[Source data]
Segment Open

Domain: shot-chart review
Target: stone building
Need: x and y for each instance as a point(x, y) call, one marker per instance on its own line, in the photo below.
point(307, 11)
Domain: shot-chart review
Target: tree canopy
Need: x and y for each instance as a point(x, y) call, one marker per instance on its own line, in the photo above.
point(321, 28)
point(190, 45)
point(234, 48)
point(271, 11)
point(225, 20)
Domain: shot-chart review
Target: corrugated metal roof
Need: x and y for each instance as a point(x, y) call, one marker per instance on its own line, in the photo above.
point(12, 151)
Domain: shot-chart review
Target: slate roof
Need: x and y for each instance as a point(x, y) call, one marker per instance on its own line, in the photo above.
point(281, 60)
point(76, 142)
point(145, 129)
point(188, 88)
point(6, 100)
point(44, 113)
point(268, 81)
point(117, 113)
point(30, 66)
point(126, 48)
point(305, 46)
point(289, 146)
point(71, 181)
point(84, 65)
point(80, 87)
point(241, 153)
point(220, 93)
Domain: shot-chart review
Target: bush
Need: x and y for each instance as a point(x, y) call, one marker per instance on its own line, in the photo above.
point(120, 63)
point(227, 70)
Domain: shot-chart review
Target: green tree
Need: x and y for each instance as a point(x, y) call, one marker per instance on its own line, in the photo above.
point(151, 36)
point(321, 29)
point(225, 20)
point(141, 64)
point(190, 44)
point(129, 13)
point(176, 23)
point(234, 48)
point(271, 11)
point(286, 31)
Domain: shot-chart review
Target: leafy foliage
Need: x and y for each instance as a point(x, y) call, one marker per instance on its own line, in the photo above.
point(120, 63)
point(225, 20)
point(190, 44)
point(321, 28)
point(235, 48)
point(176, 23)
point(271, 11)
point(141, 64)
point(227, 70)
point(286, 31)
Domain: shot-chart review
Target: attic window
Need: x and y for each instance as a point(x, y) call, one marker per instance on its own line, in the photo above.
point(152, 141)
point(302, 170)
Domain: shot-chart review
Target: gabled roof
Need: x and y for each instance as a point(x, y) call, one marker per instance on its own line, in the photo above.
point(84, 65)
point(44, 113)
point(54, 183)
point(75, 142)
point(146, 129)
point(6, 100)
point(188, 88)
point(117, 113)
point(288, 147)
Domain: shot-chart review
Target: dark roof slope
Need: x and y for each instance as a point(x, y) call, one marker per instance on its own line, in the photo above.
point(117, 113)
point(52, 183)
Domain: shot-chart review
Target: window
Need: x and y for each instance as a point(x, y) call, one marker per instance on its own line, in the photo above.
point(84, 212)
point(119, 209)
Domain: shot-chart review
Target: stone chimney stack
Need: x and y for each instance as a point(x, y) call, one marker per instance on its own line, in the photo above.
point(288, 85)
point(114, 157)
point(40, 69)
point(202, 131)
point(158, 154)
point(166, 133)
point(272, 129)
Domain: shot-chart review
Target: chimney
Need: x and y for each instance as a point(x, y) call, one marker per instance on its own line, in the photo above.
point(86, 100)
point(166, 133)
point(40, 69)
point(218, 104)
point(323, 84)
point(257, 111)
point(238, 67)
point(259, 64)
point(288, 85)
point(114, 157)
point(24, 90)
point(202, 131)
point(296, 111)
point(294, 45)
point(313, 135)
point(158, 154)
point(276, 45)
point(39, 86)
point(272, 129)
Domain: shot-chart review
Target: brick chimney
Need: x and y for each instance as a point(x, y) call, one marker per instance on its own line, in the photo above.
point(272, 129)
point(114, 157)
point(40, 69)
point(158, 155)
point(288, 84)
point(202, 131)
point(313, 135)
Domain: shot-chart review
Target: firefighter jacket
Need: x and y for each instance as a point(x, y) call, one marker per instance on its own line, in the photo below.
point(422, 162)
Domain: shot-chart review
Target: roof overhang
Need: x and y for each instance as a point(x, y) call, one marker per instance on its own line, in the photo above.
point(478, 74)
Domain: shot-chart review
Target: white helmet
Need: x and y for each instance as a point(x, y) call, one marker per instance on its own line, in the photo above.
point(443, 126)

Segment Closed

What is needed: The span to give again runs from the line with "Target: white helmet" through the last line of the records above; reproduce it exactly and nothing more.

Task response:
Target: white helmet
Need: x and y for each instance as a point(x, y) call, one marker per instance on its own line, in the photo above.
point(443, 126)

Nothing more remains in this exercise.